Data entries
>>>

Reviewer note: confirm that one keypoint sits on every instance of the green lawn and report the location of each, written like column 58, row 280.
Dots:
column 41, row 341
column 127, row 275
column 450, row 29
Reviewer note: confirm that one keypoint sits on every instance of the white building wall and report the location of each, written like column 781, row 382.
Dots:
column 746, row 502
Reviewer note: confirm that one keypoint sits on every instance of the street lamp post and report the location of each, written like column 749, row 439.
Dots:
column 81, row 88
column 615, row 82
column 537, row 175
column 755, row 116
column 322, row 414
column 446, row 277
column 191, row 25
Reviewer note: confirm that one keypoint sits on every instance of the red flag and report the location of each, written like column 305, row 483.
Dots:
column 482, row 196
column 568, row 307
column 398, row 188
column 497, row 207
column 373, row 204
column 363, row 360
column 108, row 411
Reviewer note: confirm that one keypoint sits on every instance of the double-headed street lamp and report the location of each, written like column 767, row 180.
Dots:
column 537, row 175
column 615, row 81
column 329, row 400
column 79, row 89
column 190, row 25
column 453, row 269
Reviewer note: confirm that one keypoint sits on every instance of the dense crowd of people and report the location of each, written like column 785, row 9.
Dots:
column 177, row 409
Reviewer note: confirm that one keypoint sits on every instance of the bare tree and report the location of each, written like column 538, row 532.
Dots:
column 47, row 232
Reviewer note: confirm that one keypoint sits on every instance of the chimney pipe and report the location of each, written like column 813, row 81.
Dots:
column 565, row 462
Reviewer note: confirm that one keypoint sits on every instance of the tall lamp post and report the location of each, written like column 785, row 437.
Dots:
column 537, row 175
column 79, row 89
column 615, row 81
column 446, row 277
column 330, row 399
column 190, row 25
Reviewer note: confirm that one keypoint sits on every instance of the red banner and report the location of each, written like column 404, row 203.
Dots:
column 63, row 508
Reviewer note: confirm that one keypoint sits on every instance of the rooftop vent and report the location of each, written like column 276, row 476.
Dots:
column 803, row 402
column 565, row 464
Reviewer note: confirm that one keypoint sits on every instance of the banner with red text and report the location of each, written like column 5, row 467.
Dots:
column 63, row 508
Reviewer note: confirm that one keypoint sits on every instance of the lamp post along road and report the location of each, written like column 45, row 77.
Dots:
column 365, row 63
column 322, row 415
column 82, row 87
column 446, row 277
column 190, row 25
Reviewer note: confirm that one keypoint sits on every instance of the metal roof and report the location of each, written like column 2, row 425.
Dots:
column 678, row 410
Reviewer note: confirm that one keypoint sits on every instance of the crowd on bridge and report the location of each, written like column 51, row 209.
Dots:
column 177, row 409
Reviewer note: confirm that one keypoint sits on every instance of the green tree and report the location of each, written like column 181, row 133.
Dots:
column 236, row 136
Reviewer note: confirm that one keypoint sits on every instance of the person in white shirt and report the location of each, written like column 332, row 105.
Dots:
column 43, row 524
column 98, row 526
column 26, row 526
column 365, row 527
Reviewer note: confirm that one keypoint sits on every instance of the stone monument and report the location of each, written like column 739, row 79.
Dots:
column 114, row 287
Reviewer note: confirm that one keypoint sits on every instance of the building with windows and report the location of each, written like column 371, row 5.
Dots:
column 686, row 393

<<<

Task description -> Reproduce the records above without any change, covering the stretch from their start through the line that contains "column 746, row 502".

Expected output ->
Reviewer note: confirm that one keypoint sits on every instance of the green lawn and report the location of each, written like column 58, row 280.
Dots:
column 41, row 341
column 127, row 275
column 450, row 29
Reviewer note: confirm that one keypoint sits on every instance of the white building wall and report the location of each, written like column 781, row 382.
Dots:
column 746, row 502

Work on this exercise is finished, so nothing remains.